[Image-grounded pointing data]

#####

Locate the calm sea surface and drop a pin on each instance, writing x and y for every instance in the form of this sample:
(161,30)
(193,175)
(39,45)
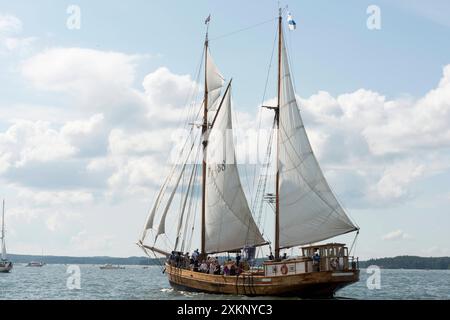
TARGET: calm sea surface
(135,282)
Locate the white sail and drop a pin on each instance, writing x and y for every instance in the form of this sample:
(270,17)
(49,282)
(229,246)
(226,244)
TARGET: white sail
(214,82)
(229,222)
(309,211)
(162,223)
(3,250)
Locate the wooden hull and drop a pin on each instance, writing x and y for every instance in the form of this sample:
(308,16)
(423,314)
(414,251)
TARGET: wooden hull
(5,267)
(314,284)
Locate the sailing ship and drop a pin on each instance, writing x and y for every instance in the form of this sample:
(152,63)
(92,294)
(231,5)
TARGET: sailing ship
(37,264)
(306,211)
(5,264)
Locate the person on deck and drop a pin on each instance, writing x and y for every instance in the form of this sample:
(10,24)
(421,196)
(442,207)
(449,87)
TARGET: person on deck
(238,259)
(203,267)
(195,254)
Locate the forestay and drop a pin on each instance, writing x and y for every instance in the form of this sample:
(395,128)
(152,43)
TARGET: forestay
(309,211)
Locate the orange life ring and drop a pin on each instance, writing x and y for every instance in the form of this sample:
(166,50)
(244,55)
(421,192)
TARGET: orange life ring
(334,263)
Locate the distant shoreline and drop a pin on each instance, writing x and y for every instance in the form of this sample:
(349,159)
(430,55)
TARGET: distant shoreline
(399,262)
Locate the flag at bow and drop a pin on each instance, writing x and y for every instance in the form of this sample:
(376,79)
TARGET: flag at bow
(291,23)
(208,19)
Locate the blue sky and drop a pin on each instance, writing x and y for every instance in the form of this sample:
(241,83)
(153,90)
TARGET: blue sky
(394,181)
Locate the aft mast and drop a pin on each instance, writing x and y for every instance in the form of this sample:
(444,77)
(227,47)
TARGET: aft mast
(277,121)
(204,142)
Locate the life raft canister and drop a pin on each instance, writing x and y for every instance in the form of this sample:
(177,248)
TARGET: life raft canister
(333,263)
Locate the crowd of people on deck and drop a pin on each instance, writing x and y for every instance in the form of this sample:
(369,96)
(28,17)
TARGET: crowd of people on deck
(211,265)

#####

▸ Task goal
Copy out all the data above exactly, pictures excluded.

▸ Task answer
Locate the calm sea surface and drop a pin on each instance, writing x and y for every instance in the form of this sample:
(161,30)
(193,175)
(39,45)
TARGET: calm sea surface
(135,282)
Locate the white sail and drop a pin on each instance, writing x and y for every instance in the form of this sample:
(270,17)
(49,282)
(229,246)
(226,244)
TARGET: white sail
(214,82)
(229,222)
(309,211)
(162,223)
(3,250)
Locate the wooden hull and drop a pin on each instance, writing x and y for every instance in the form of this sample:
(308,16)
(423,314)
(414,251)
TARGET: wooden hull
(5,267)
(314,284)
Locate the sailing ship and drop a pin on each instance, writing x and y for every instance in the form of this sample:
(152,63)
(92,294)
(231,5)
TARGET: sailing ship
(37,264)
(306,211)
(5,264)
Locate the person on deck and drop a pin on each instance, writing x and y for every instance in the form of this sample:
(10,24)
(421,196)
(442,207)
(449,87)
TARGET: person on deck
(238,259)
(203,267)
(195,254)
Locate the forestay and drop a pin on each instance, writing x and y for every instance in the form of this sample:
(395,128)
(152,43)
TARGET: forestay
(309,211)
Locate the orange life ring and drop a pin on each instance, writing x and y for every instance in the form of this sample:
(166,50)
(244,55)
(421,192)
TARGET: orange life ring
(334,263)
Locate the distant shoreline and drop a pin on each instance, writing x and y for every instance in the form of this sample:
(349,159)
(430,55)
TARGET: distant shoreline
(399,262)
Locate the flag at bow and drop a pin on each instance, writing x and y for every instance in the form of this sample:
(376,79)
TARGET: flag at bow
(291,23)
(208,19)
Locate the blue sky and drop a pin on each instance, writing x and y for every instance in the form of this sample:
(241,83)
(153,90)
TARGET: blue sky
(394,181)
Locate the aft mast and drop a pin on each instance, writing x and y for every instance in the form of this sample:
(444,77)
(227,47)
TARGET: aft mast
(277,121)
(204,142)
Locate the life raft canister and drop a pin on each instance, writing x and y for every instance in the form of this sample:
(177,248)
TARGET: life raft canister
(333,263)
Locate the crowd of people on deck and drop a pin on each instance, writing x and y for every instance in the form of this sample:
(369,96)
(28,17)
TARGET: crowd of people on deck
(211,265)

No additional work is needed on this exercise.